** Supplied passage follows **
I am told that Penchard is a fair example of what the Germans did in all these small towns which lay in the line of their hurried retreat.

It is not worth while for me to go into detail regarding such disgusting acts.

Your imagination, at its most active, cannot do any wrong to the race which in this war seems determined to offend where it cannot terrorize.

It is wonderfully characteristic of the French that they have accepted this feature of their disaster as they have accepted the rest—with courage, and that they have at once gone to work to remove all the German "hall-marks" as quickly as possible—and now have gone back to their fields in the same spirit.

It was not until yesterday that I unpacked my little hat-trunk and carefully put its contents back into place.

It has stood all these days under the stairs in the salon—hat, cape, and gloves on it, and shoes beside it, just as I packed it.

I had an odd sensation while I was emptying it. I don't know why I put it off so long. Perhaps I dreaded to find, locked in it, a too vivid recollection of the day I closed it. It may be that I was afraid that, with the perversity of inanimate things, it had the laugh on me.
** End of Supplied passage **
** Dataset extract follows **
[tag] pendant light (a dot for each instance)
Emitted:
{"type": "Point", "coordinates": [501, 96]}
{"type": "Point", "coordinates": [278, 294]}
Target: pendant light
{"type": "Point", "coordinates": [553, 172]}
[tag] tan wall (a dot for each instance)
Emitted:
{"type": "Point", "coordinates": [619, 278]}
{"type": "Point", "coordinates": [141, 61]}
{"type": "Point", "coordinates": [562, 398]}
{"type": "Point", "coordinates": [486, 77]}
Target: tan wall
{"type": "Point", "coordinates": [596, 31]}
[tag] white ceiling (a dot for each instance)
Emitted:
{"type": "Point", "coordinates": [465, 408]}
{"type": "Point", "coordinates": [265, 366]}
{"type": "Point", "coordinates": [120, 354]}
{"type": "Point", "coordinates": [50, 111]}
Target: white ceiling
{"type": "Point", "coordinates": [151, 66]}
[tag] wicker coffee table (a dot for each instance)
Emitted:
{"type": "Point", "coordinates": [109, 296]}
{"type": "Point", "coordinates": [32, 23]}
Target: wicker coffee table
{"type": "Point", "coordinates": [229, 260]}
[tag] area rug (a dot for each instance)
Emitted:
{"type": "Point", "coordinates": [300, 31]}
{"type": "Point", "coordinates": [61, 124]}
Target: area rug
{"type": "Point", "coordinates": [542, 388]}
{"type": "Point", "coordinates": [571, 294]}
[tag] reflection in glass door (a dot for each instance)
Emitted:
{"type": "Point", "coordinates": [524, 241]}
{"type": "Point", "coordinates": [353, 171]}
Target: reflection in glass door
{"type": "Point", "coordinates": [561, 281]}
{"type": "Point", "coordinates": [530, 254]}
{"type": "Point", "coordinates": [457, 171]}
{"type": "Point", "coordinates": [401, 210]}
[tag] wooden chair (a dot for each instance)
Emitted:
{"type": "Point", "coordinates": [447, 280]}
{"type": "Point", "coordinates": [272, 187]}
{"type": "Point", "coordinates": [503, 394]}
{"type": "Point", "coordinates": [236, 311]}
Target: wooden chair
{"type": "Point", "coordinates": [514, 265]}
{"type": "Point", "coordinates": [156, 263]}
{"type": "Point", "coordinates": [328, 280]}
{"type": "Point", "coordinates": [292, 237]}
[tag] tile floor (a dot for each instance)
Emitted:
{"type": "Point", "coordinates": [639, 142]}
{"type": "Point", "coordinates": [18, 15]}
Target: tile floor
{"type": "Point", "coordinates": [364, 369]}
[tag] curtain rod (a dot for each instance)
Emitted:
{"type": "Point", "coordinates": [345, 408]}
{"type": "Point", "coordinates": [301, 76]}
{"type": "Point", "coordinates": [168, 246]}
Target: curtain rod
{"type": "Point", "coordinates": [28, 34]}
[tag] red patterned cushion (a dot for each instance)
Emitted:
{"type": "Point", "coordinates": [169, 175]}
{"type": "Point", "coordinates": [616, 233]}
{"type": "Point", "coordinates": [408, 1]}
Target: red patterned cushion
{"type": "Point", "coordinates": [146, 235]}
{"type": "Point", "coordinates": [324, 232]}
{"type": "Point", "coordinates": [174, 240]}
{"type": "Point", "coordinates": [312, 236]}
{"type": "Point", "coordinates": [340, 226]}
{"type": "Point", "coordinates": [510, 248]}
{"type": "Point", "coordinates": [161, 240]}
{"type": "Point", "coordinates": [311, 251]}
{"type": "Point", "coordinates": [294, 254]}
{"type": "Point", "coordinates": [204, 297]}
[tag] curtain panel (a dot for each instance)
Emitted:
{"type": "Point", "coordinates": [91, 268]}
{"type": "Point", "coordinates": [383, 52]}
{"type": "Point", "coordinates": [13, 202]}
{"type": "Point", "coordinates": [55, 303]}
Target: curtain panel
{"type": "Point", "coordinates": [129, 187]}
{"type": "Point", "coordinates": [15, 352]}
** End of Dataset extract **
● **Prompt A**
In the passage about Penchard, where had the hat-trunk stood all these days?
● **Prompt B**
Please write the next part of the passage about Penchard, starting right after its last sentence.

● **Your response A**
Under the stairs in the salon, with the hat, cape, and gloves on it and the shoes beside it.

● **Your response B**
I don't believe I put it off from fear of having to repack it, for, so far as I can know myself, I cannot find in my mind any signs, even, of a dread that what had happened once could happen again. But I don't know.

I wish I had more newsy things to write you. But nothing is happening here, you see.

IlI

October 2, 1914

Well, Amélie came back yesterday, and I can tell you it was a busy day. I assure you that I was glad to see her about the house again. I liked doing the work well enough,—for a little while. But I had quite all I wanted of it before the fortnight was over. I felt like "giving praise" when I saw her coming into the garden, looking just as good as new, and, my word for it, she made things hum yesterday.

The first thing she did, after the house was in order, and lunch out of the way, was to open up the cave in which she had stored her household treasures a month ago, and I passed a rare afternoon. I spent a good part of it getting behind something to conceal my silent laughter. If you had been here you would have enjoyed it—and her.

I knew something was as it should not be when I saw her pushing the little wheelbarrow on which were all my waste-baskets—I have needed them. But when I got them back, it about finished my attempts at sobriety. I told her to put them on the dining-room table and I would unpack them and put the contents in place. But before that was done, I had to listen to her "tale of woe."

She had hidden practically everything—clocks, bed and table linen, all her mattresses, except the ones she and Père slept on, practically all their clothes, except what they had on their backs and one change. I had not given it much thought, though I do remember her saying, when the subterranean passage was sealed up: "Let the Boches come! They'll find mighty little in my house."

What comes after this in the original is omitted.